[DO THIS]
Show every line of the records that contains the string "table", copying each one as it appears. Case counts.

[TASK DATA]
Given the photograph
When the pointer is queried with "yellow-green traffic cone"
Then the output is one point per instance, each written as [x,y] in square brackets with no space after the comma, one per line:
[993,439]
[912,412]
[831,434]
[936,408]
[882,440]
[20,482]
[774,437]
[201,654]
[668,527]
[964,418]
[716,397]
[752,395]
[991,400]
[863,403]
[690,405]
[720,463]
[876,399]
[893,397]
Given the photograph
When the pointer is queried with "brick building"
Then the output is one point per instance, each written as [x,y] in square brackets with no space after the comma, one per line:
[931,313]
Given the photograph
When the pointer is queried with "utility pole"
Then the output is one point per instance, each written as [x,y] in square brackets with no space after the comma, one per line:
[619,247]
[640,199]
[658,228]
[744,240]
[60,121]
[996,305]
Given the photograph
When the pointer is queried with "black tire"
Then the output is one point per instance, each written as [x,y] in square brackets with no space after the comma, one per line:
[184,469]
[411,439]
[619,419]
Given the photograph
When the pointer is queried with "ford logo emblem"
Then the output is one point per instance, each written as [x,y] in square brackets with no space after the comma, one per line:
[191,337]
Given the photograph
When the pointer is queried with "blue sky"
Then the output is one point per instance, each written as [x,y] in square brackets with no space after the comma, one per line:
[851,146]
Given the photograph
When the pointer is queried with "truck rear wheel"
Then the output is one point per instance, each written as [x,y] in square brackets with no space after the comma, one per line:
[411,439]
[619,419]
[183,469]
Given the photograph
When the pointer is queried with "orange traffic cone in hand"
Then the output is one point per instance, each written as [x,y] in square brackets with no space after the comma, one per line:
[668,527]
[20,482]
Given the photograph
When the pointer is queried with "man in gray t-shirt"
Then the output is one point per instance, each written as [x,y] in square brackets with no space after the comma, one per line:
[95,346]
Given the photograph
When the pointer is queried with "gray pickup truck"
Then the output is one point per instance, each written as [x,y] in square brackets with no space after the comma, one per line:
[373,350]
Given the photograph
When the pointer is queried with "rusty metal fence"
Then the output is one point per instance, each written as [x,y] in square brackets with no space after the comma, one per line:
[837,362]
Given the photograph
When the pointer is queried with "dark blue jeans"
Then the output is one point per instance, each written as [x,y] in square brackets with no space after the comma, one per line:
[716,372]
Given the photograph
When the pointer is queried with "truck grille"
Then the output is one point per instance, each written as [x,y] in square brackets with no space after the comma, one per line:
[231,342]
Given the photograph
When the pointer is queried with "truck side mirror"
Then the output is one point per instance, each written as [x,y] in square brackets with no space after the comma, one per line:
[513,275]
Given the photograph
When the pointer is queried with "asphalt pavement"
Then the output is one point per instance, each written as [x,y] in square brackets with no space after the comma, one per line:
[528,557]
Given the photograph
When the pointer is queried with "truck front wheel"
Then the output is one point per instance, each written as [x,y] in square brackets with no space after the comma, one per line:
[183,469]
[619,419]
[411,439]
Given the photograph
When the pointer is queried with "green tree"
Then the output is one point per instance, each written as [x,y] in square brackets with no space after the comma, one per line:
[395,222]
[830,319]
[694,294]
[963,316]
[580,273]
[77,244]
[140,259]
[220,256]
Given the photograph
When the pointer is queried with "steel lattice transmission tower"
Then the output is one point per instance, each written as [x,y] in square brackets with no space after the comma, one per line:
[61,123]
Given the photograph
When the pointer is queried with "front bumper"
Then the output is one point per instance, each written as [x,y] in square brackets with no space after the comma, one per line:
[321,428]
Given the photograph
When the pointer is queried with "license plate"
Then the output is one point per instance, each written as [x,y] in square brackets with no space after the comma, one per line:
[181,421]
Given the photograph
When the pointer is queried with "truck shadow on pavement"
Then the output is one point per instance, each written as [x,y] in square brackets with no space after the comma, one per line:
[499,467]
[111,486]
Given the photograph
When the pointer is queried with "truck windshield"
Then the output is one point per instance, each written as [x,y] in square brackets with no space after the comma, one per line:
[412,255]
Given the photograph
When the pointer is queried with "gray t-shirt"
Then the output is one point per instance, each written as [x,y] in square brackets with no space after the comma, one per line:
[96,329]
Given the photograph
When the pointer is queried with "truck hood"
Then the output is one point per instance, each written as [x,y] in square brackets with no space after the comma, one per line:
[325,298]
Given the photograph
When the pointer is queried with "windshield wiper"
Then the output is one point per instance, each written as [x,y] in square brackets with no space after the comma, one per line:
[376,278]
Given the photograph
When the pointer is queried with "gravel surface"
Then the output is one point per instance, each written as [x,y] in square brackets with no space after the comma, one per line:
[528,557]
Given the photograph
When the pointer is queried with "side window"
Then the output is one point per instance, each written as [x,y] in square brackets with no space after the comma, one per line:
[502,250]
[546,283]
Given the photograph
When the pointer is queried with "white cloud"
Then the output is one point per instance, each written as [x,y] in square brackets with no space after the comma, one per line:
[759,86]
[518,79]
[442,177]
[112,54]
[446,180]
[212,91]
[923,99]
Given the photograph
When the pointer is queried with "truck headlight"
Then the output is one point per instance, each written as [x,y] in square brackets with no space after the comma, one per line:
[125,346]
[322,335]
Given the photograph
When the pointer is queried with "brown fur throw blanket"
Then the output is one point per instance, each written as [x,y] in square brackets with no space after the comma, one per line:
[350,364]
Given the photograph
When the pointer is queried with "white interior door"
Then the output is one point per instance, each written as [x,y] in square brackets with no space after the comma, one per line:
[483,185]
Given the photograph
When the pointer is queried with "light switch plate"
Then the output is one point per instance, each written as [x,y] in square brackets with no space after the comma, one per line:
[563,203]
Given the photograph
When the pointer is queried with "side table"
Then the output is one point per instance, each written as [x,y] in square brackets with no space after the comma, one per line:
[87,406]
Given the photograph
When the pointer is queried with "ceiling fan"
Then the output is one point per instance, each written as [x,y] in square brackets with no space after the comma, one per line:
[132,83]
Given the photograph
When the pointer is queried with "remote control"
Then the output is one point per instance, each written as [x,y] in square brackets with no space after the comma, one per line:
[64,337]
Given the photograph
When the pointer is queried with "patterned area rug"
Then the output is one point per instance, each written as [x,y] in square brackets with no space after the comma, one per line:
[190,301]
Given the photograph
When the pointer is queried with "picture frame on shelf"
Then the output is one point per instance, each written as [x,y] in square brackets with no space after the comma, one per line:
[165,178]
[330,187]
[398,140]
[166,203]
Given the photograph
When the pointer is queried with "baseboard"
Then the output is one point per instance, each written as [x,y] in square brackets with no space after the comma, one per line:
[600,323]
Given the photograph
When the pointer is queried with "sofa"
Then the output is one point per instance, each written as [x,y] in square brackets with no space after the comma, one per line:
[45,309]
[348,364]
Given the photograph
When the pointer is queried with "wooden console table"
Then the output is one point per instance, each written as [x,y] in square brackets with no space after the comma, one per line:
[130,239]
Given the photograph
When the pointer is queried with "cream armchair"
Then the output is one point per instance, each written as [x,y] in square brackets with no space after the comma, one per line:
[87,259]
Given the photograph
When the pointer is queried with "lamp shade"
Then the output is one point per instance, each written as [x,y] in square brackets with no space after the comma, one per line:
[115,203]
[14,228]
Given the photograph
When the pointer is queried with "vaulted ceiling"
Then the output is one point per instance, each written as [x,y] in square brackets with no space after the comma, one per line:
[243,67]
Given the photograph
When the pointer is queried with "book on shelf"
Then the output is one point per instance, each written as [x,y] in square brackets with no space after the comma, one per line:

[FINISHED ANSWER]
When the pointer is queried with "side table"
When the pointer is queried with "wooden console table"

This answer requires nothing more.